━━━━━ Extracted material

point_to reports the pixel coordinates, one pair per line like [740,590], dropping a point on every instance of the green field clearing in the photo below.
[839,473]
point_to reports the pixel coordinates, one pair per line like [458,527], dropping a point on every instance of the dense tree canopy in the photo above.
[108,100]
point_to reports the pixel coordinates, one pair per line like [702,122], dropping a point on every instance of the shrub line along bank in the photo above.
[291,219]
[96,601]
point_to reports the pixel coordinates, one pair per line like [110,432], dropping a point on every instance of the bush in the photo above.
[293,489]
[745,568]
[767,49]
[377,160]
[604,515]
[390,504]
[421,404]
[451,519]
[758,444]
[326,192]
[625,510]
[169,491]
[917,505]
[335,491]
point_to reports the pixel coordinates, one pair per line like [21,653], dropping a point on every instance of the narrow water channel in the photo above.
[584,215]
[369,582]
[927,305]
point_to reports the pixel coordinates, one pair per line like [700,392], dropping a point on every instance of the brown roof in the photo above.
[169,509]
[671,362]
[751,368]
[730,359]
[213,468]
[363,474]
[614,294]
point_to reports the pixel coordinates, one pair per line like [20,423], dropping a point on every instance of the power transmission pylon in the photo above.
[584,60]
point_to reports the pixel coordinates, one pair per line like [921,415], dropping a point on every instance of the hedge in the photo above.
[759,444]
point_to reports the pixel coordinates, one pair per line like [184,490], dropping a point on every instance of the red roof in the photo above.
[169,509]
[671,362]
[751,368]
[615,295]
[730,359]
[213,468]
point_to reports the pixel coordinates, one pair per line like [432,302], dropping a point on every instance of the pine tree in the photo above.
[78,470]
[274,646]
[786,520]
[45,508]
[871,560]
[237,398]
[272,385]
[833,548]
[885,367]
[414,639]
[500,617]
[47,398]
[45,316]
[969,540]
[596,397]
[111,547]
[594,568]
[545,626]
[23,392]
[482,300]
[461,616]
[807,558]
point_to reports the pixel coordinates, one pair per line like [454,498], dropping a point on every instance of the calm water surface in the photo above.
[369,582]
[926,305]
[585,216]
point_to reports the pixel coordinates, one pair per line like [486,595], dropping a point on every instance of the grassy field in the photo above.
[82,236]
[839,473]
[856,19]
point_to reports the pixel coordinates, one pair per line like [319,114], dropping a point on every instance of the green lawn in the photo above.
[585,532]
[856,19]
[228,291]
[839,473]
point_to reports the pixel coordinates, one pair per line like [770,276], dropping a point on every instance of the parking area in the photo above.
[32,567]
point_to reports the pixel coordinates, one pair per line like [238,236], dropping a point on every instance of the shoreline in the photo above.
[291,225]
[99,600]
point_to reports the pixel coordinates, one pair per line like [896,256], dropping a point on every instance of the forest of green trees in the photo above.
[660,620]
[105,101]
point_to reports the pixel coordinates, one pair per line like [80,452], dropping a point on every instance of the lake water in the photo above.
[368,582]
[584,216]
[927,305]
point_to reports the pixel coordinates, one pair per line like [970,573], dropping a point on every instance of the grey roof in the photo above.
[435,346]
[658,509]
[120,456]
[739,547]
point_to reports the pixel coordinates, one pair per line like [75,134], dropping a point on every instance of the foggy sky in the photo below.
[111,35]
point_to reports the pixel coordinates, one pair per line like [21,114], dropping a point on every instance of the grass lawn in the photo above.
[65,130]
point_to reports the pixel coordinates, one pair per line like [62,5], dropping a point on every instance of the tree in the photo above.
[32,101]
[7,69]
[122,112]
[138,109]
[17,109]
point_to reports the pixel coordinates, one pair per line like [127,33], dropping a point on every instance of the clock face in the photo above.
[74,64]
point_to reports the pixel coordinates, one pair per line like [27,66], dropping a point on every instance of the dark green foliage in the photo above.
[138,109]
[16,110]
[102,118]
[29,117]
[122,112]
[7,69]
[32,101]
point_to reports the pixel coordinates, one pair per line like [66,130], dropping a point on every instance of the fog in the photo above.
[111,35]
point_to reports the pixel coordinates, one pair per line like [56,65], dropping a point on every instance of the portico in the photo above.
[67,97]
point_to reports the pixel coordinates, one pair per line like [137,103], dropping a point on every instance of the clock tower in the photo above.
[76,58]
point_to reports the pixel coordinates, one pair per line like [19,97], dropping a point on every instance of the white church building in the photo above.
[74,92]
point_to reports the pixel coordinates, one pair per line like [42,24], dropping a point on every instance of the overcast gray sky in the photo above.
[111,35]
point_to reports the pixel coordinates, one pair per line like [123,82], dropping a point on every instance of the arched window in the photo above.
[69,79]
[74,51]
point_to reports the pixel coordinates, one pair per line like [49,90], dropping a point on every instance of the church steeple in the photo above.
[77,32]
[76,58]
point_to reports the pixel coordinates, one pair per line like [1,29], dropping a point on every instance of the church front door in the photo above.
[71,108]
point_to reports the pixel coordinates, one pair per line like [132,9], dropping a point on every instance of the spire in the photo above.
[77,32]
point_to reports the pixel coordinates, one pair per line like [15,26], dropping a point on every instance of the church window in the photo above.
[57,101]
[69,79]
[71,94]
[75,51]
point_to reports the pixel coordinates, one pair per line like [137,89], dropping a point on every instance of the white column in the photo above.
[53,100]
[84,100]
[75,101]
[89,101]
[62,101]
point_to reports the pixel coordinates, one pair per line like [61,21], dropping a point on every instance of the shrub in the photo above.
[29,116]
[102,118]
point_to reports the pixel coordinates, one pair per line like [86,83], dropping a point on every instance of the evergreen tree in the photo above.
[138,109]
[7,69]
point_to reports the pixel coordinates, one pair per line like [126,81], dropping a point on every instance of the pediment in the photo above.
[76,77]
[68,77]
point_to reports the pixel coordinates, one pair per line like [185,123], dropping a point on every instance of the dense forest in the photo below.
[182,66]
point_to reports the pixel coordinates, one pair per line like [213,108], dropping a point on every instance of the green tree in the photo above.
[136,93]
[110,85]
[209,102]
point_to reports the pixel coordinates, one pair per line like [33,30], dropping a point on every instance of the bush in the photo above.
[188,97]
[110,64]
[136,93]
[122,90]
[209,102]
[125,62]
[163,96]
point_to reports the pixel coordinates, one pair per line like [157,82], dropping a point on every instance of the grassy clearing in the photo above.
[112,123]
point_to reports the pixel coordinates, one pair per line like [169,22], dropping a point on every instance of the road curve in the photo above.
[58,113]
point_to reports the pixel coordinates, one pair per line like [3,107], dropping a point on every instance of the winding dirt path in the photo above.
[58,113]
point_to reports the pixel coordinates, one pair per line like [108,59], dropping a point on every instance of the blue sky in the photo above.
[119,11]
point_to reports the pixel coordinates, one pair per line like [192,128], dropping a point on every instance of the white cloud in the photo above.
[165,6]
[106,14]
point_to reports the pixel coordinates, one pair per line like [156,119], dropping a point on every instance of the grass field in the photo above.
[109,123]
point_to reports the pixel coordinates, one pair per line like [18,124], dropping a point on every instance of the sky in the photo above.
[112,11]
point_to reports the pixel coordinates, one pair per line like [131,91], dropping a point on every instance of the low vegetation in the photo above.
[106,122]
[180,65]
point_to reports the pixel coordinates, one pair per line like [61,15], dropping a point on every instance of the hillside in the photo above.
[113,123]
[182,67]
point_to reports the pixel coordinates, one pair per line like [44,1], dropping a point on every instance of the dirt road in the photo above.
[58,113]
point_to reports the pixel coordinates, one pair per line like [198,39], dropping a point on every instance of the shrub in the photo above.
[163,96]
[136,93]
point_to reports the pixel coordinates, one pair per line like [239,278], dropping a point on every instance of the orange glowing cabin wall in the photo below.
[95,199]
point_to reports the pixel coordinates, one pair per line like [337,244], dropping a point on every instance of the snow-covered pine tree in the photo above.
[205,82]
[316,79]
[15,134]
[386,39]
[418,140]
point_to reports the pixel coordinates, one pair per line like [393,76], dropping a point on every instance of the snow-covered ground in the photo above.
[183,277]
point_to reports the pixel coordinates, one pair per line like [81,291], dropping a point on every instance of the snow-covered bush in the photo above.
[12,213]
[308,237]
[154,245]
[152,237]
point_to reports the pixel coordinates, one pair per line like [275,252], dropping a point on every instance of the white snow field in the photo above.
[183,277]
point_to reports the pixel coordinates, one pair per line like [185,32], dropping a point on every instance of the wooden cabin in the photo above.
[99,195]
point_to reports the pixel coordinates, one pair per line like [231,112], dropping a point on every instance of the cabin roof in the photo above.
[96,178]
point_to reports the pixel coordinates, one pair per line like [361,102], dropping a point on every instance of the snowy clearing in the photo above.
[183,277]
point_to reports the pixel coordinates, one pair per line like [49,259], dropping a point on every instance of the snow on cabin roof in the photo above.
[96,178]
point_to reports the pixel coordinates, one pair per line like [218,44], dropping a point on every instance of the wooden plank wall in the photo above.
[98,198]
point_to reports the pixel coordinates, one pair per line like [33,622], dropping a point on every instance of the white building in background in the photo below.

━━━━━━━━━━

> _Exercise_
Write out exactly the lines starting with the one that holds "wall in the photo below." and running through the last line above.

> _The answer_
point_to reports the pixel coordinates, one pair per line like [239,278], dropping a point on every instance of the orange glowing cabin wall in the photo below.
[95,199]
point_to reports the pixel coordinates, one pair per line like [337,244], dropping a point on every instance of the snow-covered pine tree in the photo above.
[205,82]
[316,79]
[15,134]
[386,39]
[418,140]
point_to reports the pixel coordinates, one pair per line like [393,76], dropping a point on every instance of the snow-covered ground in the photo above.
[183,277]
point_to reports the pixel coordinates, one pair per line like [81,291], dropping a point on every instance of the snow-covered bush in the photo above.
[12,213]
[308,237]
[154,245]
[152,237]
point_to reports the pixel coordinates, one pair per line like [275,252], dropping a point on every instance of the white snow field in the photo above.
[183,277]
point_to reports the pixel coordinates, one pair per line like [185,32], dropping a point on every instance of the wooden cabin in the photo above.
[99,195]
point_to reports the pixel coordinates, one pair per line like [231,112], dropping a point on every instance of the cabin roof in the photo above.
[96,178]
point_to reports the pixel coordinates, one pair per line like [361,102], dropping a point on every instance of the snowy clearing in the photo above.
[183,277]
point_to reports the pixel coordinates, one pair per line like [49,259], dropping a point on every instance of the snow on cabin roof in the photo above.
[96,178]
point_to reports the pixel coordinates, one pair per line like [218,44], dropping a point on every instance of the wooden plank wall in the photo above.
[98,198]
point_to reports the pixel coordinates, one pair per line like [33,622], dropping a point on every instance of the white building in background in the photo below.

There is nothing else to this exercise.